Given problem — Pull out each line of the records below that contains the string "stem" and copy those lines in their original order.

Source records —
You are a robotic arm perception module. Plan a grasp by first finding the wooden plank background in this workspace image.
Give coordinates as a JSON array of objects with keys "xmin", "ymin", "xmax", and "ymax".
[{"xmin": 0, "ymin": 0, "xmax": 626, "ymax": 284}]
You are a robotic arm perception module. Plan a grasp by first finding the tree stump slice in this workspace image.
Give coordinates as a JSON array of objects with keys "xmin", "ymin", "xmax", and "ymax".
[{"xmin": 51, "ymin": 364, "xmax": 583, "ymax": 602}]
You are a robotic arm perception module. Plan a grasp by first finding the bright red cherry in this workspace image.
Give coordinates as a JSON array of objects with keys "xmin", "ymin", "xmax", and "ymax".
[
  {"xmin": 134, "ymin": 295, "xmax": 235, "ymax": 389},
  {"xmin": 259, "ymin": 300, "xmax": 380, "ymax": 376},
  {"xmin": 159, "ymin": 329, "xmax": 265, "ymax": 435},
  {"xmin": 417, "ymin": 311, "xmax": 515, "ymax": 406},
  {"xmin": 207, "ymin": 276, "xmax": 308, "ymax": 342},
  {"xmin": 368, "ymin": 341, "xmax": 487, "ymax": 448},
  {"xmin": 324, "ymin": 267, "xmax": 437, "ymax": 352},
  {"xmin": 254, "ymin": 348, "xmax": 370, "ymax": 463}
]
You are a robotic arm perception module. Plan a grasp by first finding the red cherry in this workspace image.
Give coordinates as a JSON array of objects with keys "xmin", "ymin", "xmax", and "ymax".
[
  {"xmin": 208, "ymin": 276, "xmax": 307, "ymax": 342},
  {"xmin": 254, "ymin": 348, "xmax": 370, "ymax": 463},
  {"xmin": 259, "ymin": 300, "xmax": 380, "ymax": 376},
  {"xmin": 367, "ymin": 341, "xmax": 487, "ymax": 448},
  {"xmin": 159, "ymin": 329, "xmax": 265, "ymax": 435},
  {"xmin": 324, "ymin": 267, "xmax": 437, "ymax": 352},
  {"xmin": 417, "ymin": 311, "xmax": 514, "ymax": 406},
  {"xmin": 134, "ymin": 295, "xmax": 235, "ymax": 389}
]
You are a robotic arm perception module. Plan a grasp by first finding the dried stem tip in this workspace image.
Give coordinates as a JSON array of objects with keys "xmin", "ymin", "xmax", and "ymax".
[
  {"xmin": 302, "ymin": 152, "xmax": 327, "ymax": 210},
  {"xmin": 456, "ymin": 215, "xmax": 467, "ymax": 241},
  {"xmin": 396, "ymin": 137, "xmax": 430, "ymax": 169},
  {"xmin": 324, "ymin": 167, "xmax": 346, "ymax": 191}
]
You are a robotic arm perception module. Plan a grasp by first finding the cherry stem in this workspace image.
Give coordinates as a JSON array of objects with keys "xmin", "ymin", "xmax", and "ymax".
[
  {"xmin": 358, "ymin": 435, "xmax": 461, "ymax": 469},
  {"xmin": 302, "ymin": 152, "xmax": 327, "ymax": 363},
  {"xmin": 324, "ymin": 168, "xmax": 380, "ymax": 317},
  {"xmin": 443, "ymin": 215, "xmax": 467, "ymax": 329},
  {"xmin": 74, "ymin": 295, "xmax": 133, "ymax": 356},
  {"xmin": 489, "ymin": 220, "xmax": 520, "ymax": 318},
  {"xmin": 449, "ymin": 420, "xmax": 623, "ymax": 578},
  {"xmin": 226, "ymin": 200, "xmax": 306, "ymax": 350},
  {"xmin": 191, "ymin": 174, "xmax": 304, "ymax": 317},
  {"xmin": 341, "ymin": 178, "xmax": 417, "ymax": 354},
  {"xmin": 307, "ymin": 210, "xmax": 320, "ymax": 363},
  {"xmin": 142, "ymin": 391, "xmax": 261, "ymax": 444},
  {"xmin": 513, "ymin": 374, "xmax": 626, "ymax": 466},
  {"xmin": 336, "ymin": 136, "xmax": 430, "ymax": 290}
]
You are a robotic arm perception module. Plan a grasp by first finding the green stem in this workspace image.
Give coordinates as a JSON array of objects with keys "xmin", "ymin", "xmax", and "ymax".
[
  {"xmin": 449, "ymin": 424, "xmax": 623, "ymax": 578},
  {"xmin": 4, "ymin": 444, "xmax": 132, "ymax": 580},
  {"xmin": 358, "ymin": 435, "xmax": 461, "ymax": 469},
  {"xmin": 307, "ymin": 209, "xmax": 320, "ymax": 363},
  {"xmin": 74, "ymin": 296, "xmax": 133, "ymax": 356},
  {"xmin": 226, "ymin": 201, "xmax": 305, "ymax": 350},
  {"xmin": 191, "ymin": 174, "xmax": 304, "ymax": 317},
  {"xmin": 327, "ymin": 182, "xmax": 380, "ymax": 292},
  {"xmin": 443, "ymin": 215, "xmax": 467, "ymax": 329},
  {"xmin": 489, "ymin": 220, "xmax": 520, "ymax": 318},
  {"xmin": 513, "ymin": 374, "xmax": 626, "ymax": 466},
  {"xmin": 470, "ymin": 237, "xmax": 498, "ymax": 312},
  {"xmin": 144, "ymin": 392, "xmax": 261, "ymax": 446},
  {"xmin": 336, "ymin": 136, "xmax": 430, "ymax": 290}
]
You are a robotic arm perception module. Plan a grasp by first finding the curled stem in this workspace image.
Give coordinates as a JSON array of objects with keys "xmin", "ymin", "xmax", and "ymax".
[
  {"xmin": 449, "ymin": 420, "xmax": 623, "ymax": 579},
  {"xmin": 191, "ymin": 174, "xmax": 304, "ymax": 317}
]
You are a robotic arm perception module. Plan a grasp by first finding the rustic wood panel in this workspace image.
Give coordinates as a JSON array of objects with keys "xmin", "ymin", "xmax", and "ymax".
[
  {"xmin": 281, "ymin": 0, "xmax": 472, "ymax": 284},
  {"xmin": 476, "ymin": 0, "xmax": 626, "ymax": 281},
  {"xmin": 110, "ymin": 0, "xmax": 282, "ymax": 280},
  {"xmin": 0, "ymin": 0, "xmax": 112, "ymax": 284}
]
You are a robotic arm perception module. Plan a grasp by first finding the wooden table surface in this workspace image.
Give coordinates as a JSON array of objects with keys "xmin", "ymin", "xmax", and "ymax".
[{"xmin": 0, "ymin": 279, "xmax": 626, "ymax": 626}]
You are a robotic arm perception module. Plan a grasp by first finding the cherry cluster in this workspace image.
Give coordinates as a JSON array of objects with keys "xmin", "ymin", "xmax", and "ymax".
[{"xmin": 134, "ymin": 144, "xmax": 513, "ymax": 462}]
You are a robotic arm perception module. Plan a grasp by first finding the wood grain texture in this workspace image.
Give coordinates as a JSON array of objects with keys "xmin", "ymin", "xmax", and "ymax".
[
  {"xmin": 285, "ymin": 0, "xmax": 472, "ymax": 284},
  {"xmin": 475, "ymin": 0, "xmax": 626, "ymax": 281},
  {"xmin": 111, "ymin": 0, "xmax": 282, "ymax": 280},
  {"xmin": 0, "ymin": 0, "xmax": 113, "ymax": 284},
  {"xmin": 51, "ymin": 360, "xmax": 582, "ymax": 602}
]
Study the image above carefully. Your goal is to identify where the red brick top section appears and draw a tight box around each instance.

The reply —
You are a robotic arm perception module. Plan a grasp by first finding the dried stem tip in this workspace image.
You are a robotic arm perception module. Plan a grasp by first finding the cherry stem in this workspace image.
You are a robotic arm perception module. Plan a grasp by first finding the green stem in this workspace image.
You are a robotic arm perception module. Plan a grasp by first finding the curled stem in this workspace image.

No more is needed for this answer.